* Exercise prompt: Swap "simplified polygon" for "plain polygon" and write out the items again with nothing else changed. Leave out the pictures.

* Stored records:
════════

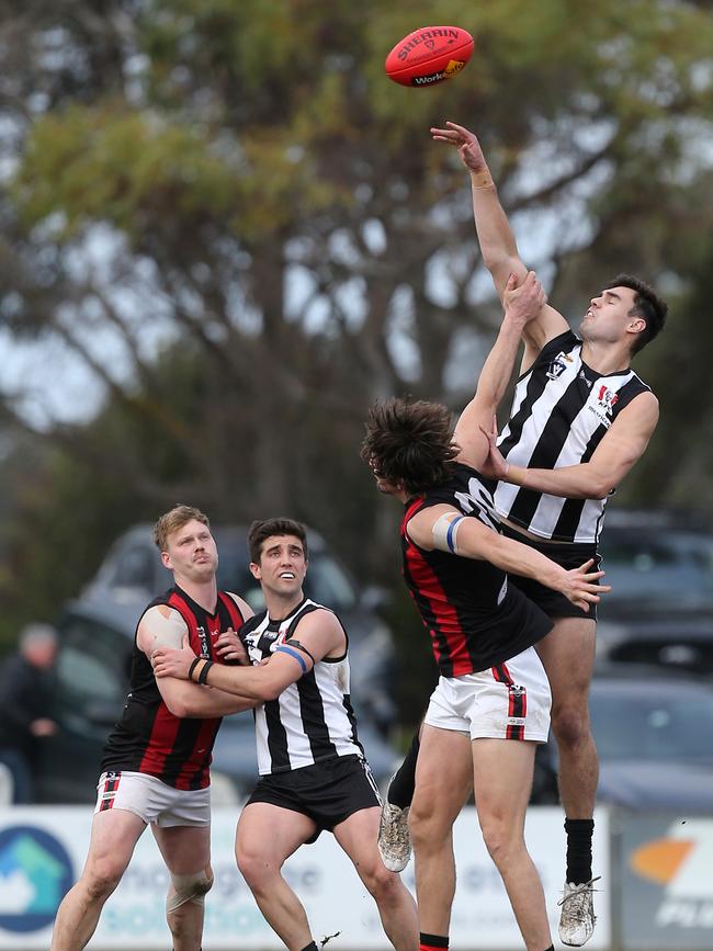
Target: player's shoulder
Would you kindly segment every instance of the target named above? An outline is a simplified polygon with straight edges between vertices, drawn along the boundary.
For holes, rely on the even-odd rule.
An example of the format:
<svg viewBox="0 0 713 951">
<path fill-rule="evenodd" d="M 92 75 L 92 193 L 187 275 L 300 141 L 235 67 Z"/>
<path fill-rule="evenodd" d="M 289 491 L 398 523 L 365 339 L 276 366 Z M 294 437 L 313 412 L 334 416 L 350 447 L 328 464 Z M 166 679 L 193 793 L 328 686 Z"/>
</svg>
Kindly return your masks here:
<svg viewBox="0 0 713 951">
<path fill-rule="evenodd" d="M 249 621 L 254 615 L 254 611 L 248 604 L 245 598 L 236 595 L 235 591 L 222 591 L 220 593 L 233 601 L 233 603 L 237 607 L 238 611 L 242 615 L 244 621 Z"/>
</svg>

════════

* Solution below:
Target: player's shoulder
Would you kindly segment every instance of the target named above? An outline is a plain polygon with straight edges between vertices, drawn along the boundary.
For holes, rely on the even-odd rule.
An example of the format:
<svg viewBox="0 0 713 951">
<path fill-rule="evenodd" d="M 92 75 L 92 193 L 187 275 L 300 141 L 235 67 Z"/>
<path fill-rule="evenodd" d="M 289 491 L 398 523 L 365 339 L 276 366 Z M 294 437 L 313 412 L 334 416 L 350 447 L 328 464 Z M 166 679 L 193 793 L 328 686 Z"/>
</svg>
Kindly return your masks here:
<svg viewBox="0 0 713 951">
<path fill-rule="evenodd" d="M 249 621 L 254 615 L 254 611 L 248 604 L 245 598 L 236 595 L 235 591 L 222 591 L 220 593 L 233 601 L 233 603 L 237 607 L 238 611 L 242 615 L 244 621 Z"/>
</svg>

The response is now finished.